◆ About this task
In the epilepsy drug information, rewrite the passage that begins with "Vimpat is a" and ends after "older with epilepsy.", replacing "adjunctive therapy" with "add-on therapy".

◆ Document passage
Common Adverse Events
The most common adverse reactions occurring in greater than or equal to 10 percent of Vimpat-treated patients, and greater than placebo, were dizziness, headache, nausea and diplopia.
For more information and prescribing information visit Vimpat.com or contact UCB at (800) 477-7877.
Vimpat is a registered trademark under license from Harris FRC Corporation.
Keppra XR Indication
Keppra XR extended-release tablets are indicated as adjunctive therapy in the treatment of partial onset seizures in patients 16 years of age and older with epilepsy.
IMPORTANT SAFETY INFORMATION
Warnings and Precautions
Antiepileptic drugs (AEDs) increase the risk of suicidal thoughts or behavior in patients taking these drugs for any indication. Patients treated with any AED for any indication should be monitored for the emergence or worsening of depression, suicidal thoughts or behavior, and/or any unusual changes in mood or behavior. Keppra XR® causes somnolence, dizziness, and behavioral abnormalities. Keppra XR should be gradually withdrawn to minimize the potential of increased seizure frequency.
The adverse reactions that may be seen in patients receiving Keppra XR are expected to be similar to those seen in patients receiving immediate-release Keppra (levetiracetam) tablets. Keppra immediate-release tablets cause somnolence and fatigue, coordination difficulties, and behavioral abnormalities (e.g., psychotic symptoms, suicidal ideation, and other abnormalities), as well as hematological abnormalities.
Common Adverse Reactions
The most common adverse reactions observed with Keppra XR in combination with other AEDs were somnolence and irritability. In adults experiencing partial onset seizures, the most common adverse reactions observed with Keppra in combination with other AEDs were somnolence, asthenia, infection, and dizziness.
Please see Keppra.com for the Keppra immediate-release tablets full prescribing information.
Please see KeppraXR.com for full prescribing information.
Keppra XR is a registered trademark of the UCB Group of Companies.
Epilepsy is a chronic neurological disorder affecting approximately three million people in the U.S. — making as common as breast cancer. Anyone can develop epilepsy; it occurs across all ages, races and genders. Uncontrolled seizures and medication side effects pose challenges to independent living, learning and employment, so the goal of epilepsy treatment is seizure freedom with minimal side effects. However, only half of people diagnosed will achieve seizure freedom with the first medication they try and more than one million people in the U.S. continue to experience seizures despite trying two or more antiepileptic drugs. New medications and treatments give hope to those living with uncontrolled seizures.

◆ Data listing
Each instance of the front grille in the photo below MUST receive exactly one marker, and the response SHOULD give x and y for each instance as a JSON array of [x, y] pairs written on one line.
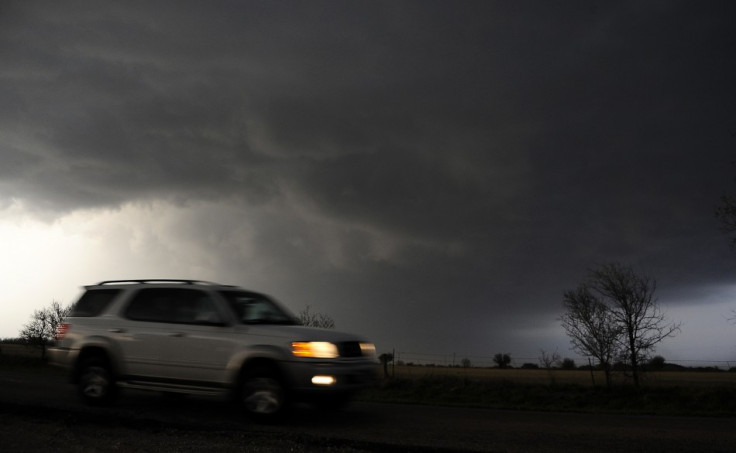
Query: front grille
[[349, 349]]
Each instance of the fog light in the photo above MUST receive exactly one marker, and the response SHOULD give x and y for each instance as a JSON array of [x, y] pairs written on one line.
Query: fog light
[[323, 380]]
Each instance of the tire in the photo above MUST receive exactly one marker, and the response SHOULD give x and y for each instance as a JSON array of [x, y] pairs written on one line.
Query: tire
[[96, 384], [262, 394]]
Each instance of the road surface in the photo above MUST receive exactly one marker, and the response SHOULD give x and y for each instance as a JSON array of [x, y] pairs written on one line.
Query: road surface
[[34, 407]]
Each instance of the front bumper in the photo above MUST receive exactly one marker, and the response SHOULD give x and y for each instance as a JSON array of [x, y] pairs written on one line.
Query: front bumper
[[346, 377]]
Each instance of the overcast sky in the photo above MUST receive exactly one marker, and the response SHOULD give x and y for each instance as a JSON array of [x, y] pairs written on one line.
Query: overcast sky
[[433, 175]]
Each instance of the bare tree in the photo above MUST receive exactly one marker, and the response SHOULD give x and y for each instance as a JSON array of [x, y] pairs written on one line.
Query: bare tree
[[41, 329], [547, 360], [310, 319], [631, 303], [592, 328], [385, 359]]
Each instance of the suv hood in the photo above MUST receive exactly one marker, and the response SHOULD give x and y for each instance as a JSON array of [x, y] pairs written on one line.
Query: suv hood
[[300, 333]]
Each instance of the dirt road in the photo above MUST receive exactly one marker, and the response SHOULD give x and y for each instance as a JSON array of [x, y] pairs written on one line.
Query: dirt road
[[41, 411]]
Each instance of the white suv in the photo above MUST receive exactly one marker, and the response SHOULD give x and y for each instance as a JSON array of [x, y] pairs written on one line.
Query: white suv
[[196, 337]]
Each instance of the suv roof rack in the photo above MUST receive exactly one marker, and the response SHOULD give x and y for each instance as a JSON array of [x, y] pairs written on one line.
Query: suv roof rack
[[156, 280]]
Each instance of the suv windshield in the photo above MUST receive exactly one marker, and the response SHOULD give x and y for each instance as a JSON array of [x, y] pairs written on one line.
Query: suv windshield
[[252, 308]]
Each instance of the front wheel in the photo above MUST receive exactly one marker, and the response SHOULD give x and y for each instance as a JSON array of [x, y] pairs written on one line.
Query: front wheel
[[96, 385], [263, 394]]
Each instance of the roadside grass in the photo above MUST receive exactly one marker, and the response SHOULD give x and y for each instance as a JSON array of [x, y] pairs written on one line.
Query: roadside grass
[[666, 393]]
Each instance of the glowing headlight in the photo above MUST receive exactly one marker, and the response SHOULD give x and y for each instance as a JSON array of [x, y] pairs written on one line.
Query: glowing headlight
[[315, 349], [368, 348]]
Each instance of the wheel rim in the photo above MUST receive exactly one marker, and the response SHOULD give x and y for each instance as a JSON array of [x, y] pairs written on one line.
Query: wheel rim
[[95, 382], [263, 396]]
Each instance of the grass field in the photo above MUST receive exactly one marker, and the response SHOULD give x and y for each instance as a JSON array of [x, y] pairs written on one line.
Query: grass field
[[576, 377], [672, 393], [675, 393]]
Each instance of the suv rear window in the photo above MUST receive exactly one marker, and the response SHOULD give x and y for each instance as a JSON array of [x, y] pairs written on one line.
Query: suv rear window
[[93, 302]]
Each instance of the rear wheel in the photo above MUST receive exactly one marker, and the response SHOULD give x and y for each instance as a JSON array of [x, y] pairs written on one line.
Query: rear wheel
[[96, 385], [262, 393]]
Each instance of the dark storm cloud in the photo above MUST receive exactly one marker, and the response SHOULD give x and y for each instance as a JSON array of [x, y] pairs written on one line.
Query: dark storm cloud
[[490, 151]]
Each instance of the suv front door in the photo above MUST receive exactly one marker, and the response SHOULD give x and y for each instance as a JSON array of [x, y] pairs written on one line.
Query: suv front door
[[192, 343]]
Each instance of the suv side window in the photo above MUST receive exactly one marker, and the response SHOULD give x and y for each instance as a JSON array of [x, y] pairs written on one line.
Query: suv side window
[[93, 302], [173, 305]]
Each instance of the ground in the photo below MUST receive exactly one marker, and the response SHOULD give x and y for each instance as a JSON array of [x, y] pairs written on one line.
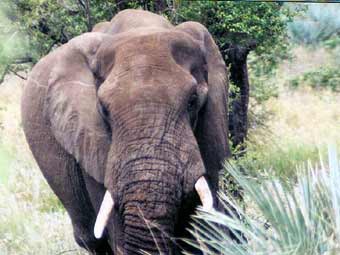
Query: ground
[[32, 221]]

◆ Output for this exercise
Vimpat is a registered trademark under license from Harris FRC Corporation.
Keppra XR Indication
Keppra XR extended-release tablets are indicated as add-on therapy in the treatment of partial onset seizures in patients 16 years of age and older with epilepsy.